> Stored data

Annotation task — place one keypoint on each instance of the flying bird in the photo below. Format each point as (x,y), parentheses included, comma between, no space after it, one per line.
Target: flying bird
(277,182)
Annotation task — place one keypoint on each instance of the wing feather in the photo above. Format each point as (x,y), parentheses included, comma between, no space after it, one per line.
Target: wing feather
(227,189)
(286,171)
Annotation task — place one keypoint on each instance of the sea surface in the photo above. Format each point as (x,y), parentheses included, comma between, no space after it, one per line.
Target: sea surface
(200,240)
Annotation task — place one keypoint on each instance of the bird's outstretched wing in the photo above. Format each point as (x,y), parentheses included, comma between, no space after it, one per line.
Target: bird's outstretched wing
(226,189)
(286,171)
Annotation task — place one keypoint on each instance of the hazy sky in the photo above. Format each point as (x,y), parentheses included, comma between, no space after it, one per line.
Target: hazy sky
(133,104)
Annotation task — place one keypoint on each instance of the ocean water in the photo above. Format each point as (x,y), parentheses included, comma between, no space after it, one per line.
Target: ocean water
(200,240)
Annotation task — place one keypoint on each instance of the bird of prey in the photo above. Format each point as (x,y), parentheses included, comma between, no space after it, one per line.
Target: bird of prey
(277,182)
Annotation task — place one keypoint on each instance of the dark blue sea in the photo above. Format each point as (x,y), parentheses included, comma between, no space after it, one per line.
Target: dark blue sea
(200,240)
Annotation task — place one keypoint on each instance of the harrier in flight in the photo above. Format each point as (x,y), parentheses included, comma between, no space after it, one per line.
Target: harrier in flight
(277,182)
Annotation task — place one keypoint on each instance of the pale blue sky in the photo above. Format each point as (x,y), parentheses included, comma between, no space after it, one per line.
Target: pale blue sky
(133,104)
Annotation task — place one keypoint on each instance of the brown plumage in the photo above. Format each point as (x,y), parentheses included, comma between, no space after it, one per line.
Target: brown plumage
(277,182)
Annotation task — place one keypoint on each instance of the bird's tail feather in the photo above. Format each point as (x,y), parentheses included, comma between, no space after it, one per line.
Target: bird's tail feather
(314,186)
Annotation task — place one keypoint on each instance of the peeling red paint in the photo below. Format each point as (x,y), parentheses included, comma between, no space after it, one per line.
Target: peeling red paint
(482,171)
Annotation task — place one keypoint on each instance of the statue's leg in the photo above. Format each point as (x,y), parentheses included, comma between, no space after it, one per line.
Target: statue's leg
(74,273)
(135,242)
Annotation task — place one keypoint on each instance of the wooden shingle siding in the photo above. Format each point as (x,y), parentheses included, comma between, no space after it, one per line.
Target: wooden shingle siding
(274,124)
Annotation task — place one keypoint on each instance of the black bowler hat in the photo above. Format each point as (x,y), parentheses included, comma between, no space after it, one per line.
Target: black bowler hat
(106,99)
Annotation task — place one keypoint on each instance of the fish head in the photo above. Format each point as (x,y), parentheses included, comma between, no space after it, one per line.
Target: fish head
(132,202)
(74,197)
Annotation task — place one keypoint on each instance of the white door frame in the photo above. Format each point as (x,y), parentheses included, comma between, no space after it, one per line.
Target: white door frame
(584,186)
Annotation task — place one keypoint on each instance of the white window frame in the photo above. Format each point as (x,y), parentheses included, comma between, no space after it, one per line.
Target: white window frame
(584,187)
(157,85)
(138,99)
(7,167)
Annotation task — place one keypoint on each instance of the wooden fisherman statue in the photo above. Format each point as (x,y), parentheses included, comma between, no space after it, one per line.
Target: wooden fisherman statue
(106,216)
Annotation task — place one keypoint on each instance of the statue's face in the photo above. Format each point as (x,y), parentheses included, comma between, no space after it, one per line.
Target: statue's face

> Requirements
Write out every one of the rows above word for word, changing nothing.

> Task output
Annotation task — place one keypoint on each instance of the flying bird in the photo below. Format each point as (x,y), parentheses included, comma between, no space after it, one per line.
Target: flying bird
(277,182)
Annotation task — place one keypoint on each instance of the wing feather in the photo above. Format each point as (x,y), parentheses included, comma between, no space after it, one per line.
Target: wing feather
(227,189)
(286,171)
Annotation task — place one keypoint on each instance of the sea surface in the photo above. Format each point as (x,y), parentheses included, comma between, no space after it, one per line.
Target: sea surface
(200,240)
Annotation task — place one keypoint on each instance of the bird's outstretched wing in the photo above. Format each point as (x,y), parentheses included, comma between, no space after it, one per line.
Target: bird's outstretched wing
(226,189)
(286,171)
Annotation task — place one keypoint on each instance of the hazy sky in the photo above. Format each point as (x,y), parentheses included, comma between, no space after it, one per line.
Target: hazy sky
(133,104)
Annotation task — place one keypoint on each instance of the ocean water in the photo above. Format each point as (x,y), parentheses included, comma between, no space after it, one per line.
Target: ocean water
(200,240)
Annotation task — place one keypoint on each instance of the bird of prey in the photo above. Format each point as (x,y), parentheses included, comma between, no space after it, one per line.
Target: bird of prey
(277,182)
Annotation task — place one keypoint on each instance of the dark blue sea in the photo above. Format each point as (x,y), parentheses included, comma between, no space after it, one per line.
Target: dark blue sea
(200,240)
Annotation task — place one keypoint on each instance of the harrier in flight in the photo above. Format each point as (x,y), parentheses included, comma between, no space after it, one per line.
Target: harrier in flight
(277,182)
Annotation task — place one keypoint on each instance of the pale blue sky in the photo above. Format each point as (x,y), parentheses included, comma between, no space after it, one per line.
Target: pale blue sky
(133,104)
Annotation task — place one keypoint on each instance of the brown plumage in the photo above. Format each point as (x,y), parentheses included, comma between, no space after it, one per line.
Target: brown plumage
(277,182)
Annotation task — place one keypoint on each instance of the bird's tail feather in the photo above. Format each point as (x,y), parentheses included, comma between, no space after it, one per line.
Target: bird's tail feather
(314,186)
Annotation task — place one keypoint on each instance of the peeling red paint in the photo below. Format each point as (x,y), parentheses included, comma between, no space after it, one per line.
Target: peeling red paint
(482,171)
Annotation task — place one keypoint on each instance of the statue's leg in the photo above. Format each point as (x,y), parentheses included, comma between, no space after it, one per line.
Target: statue's leg
(74,273)
(135,242)
Annotation task — place one keypoint on each instance of the wooden shingle siding in the photo above. Format each point as (x,y), parentheses included, comma between, no space after it, one per line.
Target: wooden shingle siding
(274,124)
Annotation task — place one keypoint on each instance of the black bowler hat in the photo above. Format each point as (x,y), parentheses included, comma between, no space after it, one per line.
Target: black bowler hat
(106,99)
Annotation task — place one keypoint on each instance of the fish head in the photo above. Format each point as (x,y), parentheses included, comma between, no space after it, one per line.
Target: fish head
(132,202)
(74,197)
Annotation task — place one keypoint on each instance of the white door frame in the photo above. Format each point as (x,y), parentheses included, comma between, no space after it, one per line.
Target: white door frame
(584,186)
Annotation task — place one keypoint on each instance of the white window frame in the photo above. Format each point as (x,y), parentheses included, comma between, no space after it, one per line.
Target: white window frame
(584,187)
(157,85)
(138,99)
(7,167)
Annotation task — place one keypoint on each instance of the wooden fisherman statue in the photo above. Format each point as (x,y), parentheses included, comma between, no space after it, one per line.
Target: wooden fisherman statue
(106,216)
Annotation task — place one keypoint on each instance of the statue's face in the photo above. Format each point as (x,y), parentheses included, comma between, no space after it, one per line.
Target: statue's face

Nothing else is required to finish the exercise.